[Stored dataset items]
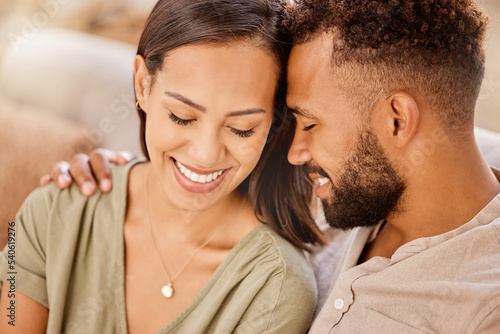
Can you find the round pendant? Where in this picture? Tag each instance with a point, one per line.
(167, 291)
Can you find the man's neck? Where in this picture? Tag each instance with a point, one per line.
(447, 194)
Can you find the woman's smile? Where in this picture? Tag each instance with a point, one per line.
(196, 180)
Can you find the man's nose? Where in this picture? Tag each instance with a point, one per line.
(299, 153)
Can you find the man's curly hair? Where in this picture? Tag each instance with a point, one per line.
(431, 47)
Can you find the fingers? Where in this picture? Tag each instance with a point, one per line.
(44, 180)
(60, 175)
(100, 160)
(82, 174)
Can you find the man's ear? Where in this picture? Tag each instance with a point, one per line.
(142, 81)
(400, 116)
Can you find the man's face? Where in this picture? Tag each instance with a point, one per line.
(355, 180)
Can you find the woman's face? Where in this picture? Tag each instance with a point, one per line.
(209, 111)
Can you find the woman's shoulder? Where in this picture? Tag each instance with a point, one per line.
(48, 204)
(293, 262)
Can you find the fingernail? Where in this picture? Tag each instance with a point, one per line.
(63, 179)
(127, 155)
(87, 188)
(105, 185)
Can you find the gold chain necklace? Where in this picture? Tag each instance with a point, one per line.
(168, 290)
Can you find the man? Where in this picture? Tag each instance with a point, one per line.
(384, 95)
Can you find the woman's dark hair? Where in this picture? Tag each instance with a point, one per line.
(280, 193)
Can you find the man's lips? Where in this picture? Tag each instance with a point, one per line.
(320, 178)
(322, 189)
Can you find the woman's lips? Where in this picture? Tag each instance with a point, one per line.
(195, 180)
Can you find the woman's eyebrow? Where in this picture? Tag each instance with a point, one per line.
(185, 100)
(245, 112)
(192, 104)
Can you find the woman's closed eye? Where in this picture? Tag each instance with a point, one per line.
(242, 134)
(178, 120)
(308, 127)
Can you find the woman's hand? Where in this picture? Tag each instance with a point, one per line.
(86, 169)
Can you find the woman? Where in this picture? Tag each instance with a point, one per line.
(179, 245)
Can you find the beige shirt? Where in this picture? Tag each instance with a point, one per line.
(449, 283)
(69, 257)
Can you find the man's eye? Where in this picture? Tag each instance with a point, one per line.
(307, 128)
(243, 134)
(180, 121)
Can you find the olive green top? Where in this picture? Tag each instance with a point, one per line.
(69, 257)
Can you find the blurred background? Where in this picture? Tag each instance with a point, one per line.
(66, 85)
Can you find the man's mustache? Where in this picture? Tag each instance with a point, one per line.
(310, 168)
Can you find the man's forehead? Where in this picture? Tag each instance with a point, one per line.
(309, 72)
(318, 47)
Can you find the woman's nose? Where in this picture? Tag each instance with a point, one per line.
(207, 149)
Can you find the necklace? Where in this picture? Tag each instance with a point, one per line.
(168, 289)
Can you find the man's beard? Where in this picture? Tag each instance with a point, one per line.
(367, 190)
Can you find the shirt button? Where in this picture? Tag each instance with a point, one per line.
(338, 304)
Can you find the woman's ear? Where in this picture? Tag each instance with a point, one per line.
(142, 81)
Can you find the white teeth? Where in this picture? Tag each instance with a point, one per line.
(323, 181)
(195, 177)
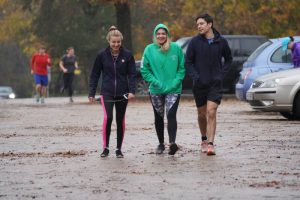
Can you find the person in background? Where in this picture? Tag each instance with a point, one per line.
(204, 65)
(68, 64)
(162, 67)
(117, 66)
(39, 63)
(289, 43)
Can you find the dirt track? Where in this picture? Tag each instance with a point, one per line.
(51, 151)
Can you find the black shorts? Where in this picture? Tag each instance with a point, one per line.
(207, 93)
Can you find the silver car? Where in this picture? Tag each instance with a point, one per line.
(279, 92)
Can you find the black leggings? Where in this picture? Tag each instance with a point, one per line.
(68, 83)
(108, 103)
(171, 102)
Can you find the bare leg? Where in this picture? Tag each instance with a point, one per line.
(202, 120)
(211, 120)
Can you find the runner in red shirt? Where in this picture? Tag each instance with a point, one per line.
(39, 63)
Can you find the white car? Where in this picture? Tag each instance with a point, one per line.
(6, 92)
(277, 92)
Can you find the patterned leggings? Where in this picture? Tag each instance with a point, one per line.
(171, 102)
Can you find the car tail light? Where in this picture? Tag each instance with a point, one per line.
(247, 74)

§ **What is required**:
The lines from the one holding "Can you find the dirt" to the end of the entries are to be repeated exactly, with both ends included and nothing else.

§ **Answer section**:
Can you find the dirt track? Where in this picture? Tag each instance with a point, one per line.
(51, 151)
Can you find the black shorts? Where in this picture? Tag each instance with a point, one per line.
(207, 93)
Can you find the silver car? Where in this picture? Tag each instance with a point, one per line.
(279, 92)
Can you find the black leggings? Where in this picture? Tag each instance with a point, one per line.
(68, 83)
(108, 103)
(171, 102)
Can you find the bare leg? Where in this picture? Tag each instance with a point, one per line.
(202, 120)
(211, 120)
Can you find the runner in red shirt? Where in this picture? Tag each instance with a point, one per line.
(39, 63)
Can you find the white car? Where in this picture? Tag each instance with a point, one per line.
(6, 92)
(277, 92)
Can you find the patterned leggings? Where in this picture? Tag each instance with a point, one per line.
(171, 102)
Can you find the car tail light? Where in this picture? Tag each instance with a point, one per line.
(247, 74)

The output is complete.